- Input records -
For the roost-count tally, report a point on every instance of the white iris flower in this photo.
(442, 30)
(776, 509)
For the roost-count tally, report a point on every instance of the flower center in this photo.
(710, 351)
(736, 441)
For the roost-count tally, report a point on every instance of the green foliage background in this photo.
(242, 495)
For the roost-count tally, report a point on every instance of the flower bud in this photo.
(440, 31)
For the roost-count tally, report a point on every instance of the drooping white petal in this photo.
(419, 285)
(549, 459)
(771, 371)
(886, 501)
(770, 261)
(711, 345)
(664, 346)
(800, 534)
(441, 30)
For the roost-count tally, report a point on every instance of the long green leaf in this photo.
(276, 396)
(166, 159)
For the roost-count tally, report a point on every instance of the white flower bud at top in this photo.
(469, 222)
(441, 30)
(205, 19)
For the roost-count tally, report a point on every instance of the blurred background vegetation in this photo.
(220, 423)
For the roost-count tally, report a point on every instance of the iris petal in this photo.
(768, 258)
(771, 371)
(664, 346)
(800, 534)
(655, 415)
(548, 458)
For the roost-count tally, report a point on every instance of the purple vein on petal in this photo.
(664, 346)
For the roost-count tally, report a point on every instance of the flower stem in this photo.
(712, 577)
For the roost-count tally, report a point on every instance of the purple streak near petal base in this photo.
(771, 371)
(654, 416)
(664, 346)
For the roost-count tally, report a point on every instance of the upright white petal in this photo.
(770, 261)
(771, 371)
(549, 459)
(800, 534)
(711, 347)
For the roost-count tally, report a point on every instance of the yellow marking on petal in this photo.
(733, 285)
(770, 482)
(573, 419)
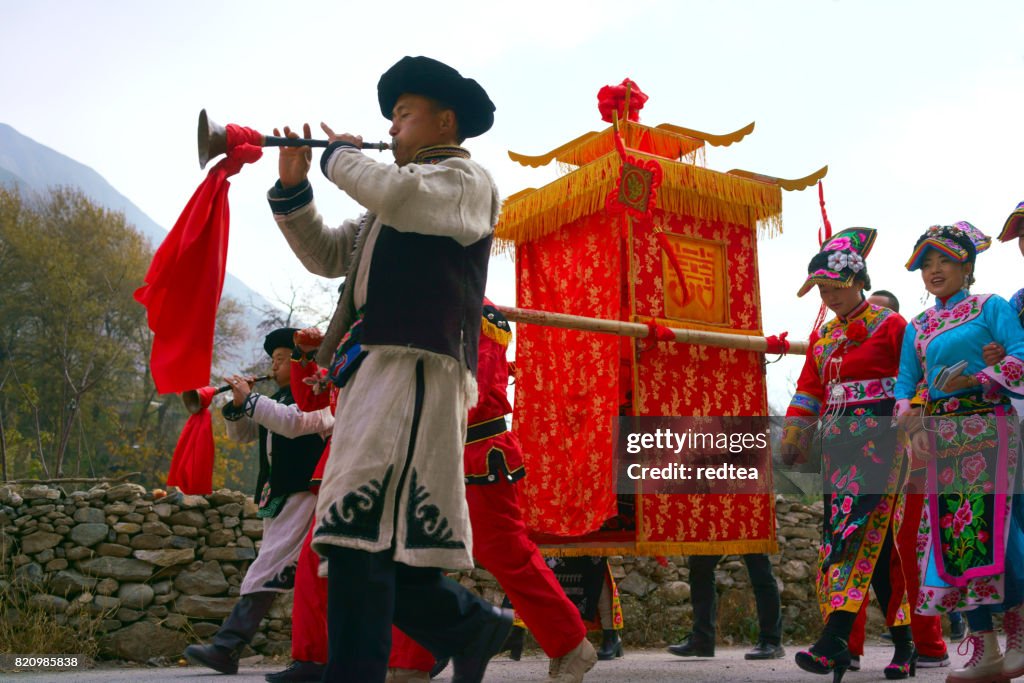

- To do -
Collect each line of the items above that contains the word "petal", and copy those lines out in the order they appear.

- Answer to this problem -
For the roost-count tally, report a point on every instance of the drooping white petal in this photo.
For the roost-count tally, report a point on every instance of the iris petal in this photo.
For the roost-count tally, report a point on every instance of the purple vein on petal in this photo.
For the roost-count tally, report a point on every instance of the purple streak near petal base in this photo.
For the roost-count tally, report a point on every instance of the upright white petal in this photo.
For the roost-count tally, report a point on every instance of the yellow marking on petal in this photo.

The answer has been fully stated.